**正文:**
EventHub采用INotify + epoll机制实现监听目录/dev/input下的设备节点,经过EventHub将input_event结构体 + deviceId 转换成RawEvent结构体,如下:

2.1.1 RawEvent

[-> InputEventReader.h]

struct input_event {
 struct timeval time; //事件发生的时间点
 __u16 type;
 __u16 code;
 __s32 value;
};

struct RawEvent {
    nsecs_t when; //事件发生的时间店
    int32_t deviceId; //产生事件的设备Id
    int32_t type; // 事件类型
    int32_t code;
    int32_t value;
};

此处事件类型:

  • DEVICE_ADDED(添加)
  • DEVICE_REMOVED(删除)
  • FINISHED_DEVICE_SCAN(扫描完成)
  • type<FIRST_SYNTHETIC_EVENT(其他事件)

getEvents()已完成转换事件转换工作, 接下来,顺便看看设备扫描过程.

2.2 设备扫描

2.2.1 scanDevicesLocked

void EventHub::scanDevicesLocked() {
    //此处DEVICE_PATH="/dev/input"【见小节2.3】
    status_t res = scanDirLocked(DEVICE_PATH);
    ...
}

2.2.2 scanDirLocked

status_t EventHub::scanDirLocked(const char *dirname)
{
    char devname[PATH_MAX];
    char *filename;
    DIR *dir;
    struct dirent *de;
    dir = opendir(dirname);

    strcpy(devname, dirname);
    filename = devname + strlen(devname);
    *filename++ = '/';
    //读取/dev/input/目录下所有的设备节点
    while((de = readdir(dir))) {
        if(de->d_name[0] == '.' &&
           (de->d_name[1] == '\0' ||
            (de->d_name[1] == '.' && de->d_name[2] == '\0')))
            continue;
        strcpy(filename, de->d_name);
        //打开相应的设备节点【2.2.3】
        openDeviceLocked(devname);
    }
    closedir(dir);
    return 0;
}

2.2.3 openDeviceLocked

status_t EventHub::openDeviceLocked(const char *devicePath) {
    char buffer[80];
    //打开设备文件
    int fd = open(devicePath, O_RDWR | O_CLOEXEC);
    InputDeviceIdentifier identifier;
    //获取设备名
    if(ioctl(fd, EVIOCGNAME(sizeof(buffer) - 1), &buffer) < 1){
    } else {
        buffer[sizeof(buffer) - 1] = '\0';
        identifier.name.setTo(buffer);
    }

    identifier.bus = inputId.bustype;
    identifier.product = inputId.product;
    identifier.vendor = inputId.vendor;
    identifier.version = inputId.version;

    //获取设备物理地址
    if(ioctl(fd, EVIOCGPHYS(sizeof(buffer) - 1), &buffer) < 1) {
    } else {
        buffer[sizeof(buffer) - 1] = '\0';
        identifier.location.setTo(buffer);
    }

    //获取设备唯一ID
    if(ioctl(fd, EVIOCGUNIQ(sizeof(buffer) - 1), &buffer) < 1) {
    } else {
        buffer[sizeof(buffer) - 1] = '\0';
        identifier.uniqueId.setTo(buffer);
    }
    //将identifier信息填充到fd
    assignDescriptorLocked(identifier);
    //设置fd为非阻塞方式
    fcntl(fd, F_SETFL, O_NONBLOCK);

    //获取设备ID,分配设备对象内存
    int32_t deviceId = mNextDeviceId++;
    Device* device = new Device(fd, deviceId, String8(devicePath), identifier);
    ...

**提取材料:**
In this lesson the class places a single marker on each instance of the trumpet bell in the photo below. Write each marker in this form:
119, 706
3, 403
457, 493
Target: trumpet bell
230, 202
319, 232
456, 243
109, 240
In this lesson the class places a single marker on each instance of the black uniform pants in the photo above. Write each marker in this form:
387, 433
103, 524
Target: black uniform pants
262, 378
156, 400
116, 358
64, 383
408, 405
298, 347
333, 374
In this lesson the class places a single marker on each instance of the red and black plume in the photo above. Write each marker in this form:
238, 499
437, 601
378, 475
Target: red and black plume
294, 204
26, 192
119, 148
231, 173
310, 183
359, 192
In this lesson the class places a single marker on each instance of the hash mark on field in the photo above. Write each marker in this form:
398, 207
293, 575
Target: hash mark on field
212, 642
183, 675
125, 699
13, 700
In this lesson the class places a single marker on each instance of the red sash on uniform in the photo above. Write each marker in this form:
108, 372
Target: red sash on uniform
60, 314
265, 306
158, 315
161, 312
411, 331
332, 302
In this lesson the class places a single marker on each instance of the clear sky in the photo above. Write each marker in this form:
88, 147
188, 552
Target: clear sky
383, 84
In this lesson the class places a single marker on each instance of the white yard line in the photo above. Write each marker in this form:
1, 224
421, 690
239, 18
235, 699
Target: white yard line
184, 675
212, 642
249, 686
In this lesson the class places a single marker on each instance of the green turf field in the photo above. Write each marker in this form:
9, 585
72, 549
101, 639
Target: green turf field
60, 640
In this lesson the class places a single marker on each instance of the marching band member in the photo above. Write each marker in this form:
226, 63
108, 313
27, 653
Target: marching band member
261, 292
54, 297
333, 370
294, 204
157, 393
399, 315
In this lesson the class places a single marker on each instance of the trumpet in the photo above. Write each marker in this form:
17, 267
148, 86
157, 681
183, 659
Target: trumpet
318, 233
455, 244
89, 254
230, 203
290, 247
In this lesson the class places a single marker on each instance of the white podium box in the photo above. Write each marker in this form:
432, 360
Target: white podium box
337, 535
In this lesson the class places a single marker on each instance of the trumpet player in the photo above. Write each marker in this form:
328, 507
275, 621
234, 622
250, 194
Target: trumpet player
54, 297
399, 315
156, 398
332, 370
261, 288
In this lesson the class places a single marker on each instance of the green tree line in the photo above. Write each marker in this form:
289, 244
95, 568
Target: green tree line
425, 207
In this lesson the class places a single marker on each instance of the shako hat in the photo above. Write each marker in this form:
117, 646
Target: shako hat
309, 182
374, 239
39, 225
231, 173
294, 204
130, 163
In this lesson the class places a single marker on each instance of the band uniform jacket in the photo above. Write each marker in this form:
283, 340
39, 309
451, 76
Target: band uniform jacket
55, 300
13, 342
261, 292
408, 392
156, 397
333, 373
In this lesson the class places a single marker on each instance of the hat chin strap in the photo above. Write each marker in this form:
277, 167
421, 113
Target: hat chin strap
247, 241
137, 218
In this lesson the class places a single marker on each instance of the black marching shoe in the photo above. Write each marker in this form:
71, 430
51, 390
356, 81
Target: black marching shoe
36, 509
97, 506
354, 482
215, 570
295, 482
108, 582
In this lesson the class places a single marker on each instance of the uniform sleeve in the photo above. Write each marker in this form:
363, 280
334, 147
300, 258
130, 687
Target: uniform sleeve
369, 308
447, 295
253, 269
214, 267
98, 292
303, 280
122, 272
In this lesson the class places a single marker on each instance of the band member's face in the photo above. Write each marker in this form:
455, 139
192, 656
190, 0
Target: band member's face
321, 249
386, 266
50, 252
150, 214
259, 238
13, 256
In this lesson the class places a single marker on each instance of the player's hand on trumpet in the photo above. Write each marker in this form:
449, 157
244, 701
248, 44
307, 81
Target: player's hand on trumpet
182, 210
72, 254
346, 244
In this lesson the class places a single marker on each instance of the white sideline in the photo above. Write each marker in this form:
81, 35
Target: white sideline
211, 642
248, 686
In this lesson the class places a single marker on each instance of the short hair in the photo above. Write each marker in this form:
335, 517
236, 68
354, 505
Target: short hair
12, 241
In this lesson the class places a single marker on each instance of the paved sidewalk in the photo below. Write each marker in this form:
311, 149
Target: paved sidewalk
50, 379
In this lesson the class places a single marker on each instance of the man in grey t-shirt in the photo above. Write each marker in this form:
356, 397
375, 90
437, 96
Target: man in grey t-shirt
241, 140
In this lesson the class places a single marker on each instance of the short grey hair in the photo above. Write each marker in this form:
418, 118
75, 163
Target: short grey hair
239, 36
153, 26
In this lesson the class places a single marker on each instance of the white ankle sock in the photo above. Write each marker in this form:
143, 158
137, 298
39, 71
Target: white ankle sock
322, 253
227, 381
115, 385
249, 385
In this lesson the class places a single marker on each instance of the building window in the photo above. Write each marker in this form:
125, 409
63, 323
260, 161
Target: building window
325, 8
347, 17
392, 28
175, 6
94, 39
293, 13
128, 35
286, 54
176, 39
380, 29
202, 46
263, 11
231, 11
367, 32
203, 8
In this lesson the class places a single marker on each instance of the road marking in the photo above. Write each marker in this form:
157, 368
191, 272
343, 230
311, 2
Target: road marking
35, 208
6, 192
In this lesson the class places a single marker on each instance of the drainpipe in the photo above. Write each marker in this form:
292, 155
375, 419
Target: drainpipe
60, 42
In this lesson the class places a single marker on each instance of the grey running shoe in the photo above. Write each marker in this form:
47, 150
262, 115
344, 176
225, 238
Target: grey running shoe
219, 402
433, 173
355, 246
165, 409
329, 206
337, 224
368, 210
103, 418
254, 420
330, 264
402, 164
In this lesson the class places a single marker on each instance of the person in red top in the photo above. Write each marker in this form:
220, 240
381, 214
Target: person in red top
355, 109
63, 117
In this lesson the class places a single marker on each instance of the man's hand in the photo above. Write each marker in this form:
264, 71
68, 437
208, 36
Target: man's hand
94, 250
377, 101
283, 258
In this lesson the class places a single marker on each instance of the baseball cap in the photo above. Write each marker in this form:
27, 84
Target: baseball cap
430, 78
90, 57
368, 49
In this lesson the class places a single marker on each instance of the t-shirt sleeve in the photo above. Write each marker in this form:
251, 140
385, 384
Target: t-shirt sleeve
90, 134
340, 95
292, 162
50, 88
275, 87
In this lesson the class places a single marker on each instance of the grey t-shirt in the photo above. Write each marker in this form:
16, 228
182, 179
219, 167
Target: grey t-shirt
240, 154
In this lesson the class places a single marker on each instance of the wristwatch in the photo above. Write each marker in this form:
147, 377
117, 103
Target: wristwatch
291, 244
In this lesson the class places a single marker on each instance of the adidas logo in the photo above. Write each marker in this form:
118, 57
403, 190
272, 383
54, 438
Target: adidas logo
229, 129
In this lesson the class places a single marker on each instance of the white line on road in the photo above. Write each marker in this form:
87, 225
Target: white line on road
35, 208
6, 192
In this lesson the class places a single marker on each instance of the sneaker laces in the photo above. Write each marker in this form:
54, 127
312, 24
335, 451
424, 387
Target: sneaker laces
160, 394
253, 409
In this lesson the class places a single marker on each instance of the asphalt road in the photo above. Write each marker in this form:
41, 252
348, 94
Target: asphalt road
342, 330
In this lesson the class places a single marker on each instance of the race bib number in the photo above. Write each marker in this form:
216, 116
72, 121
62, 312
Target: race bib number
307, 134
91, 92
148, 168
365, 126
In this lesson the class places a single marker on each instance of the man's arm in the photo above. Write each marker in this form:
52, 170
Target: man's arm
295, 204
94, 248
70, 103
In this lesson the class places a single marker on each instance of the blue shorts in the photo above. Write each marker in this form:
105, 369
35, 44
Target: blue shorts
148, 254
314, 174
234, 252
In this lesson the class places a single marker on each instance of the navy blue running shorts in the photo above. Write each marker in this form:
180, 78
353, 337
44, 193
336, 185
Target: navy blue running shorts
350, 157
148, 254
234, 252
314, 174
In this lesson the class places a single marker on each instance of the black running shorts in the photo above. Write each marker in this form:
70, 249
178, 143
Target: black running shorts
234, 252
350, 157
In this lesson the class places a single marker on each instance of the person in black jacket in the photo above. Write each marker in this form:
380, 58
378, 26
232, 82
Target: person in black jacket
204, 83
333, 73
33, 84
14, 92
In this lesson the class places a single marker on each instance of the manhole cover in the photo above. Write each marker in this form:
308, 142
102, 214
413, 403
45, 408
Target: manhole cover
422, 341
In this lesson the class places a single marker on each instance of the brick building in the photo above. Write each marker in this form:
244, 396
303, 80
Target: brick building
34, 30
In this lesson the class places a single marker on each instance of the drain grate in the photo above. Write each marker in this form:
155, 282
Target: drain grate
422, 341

**任务要求:**
A. 请从正文里一字不改地摘出一段：从含有“2.2.1 scanDevicesLocked”的那句开始，到“EventHub::scanDirLocked(const char *dirname)”为止。
B. 按正文的说法，EventHub 靠什么机制来监听 /dev/input 目录下的设备节点？
C. 根据正文代码里的注释，scanDirLocked 中的 while 循环是在干什么？每一轮调用 openDeviceLocked 又是为了什么？

**参考答案:**
A.
2.2.1 scanDevicesLocked

void EventHub::scanDevicesLocked() {
    //此处DEVICE_PATH="/dev/input"【见小节2.3】
    status_t res = scanDirLocked(DEVICE_PATH);
    ...
}

2.2.2 scanDirLocked

status_t EventHub::scanDirLocked(const char *dirname)

B. INotify + epoll 机制。

C. 这个 while 循环用来读取 /dev/input/ 目录下所有的设备节点。每读到一个节点，就调用 openDeviceLocked，把对应的设备节点打开。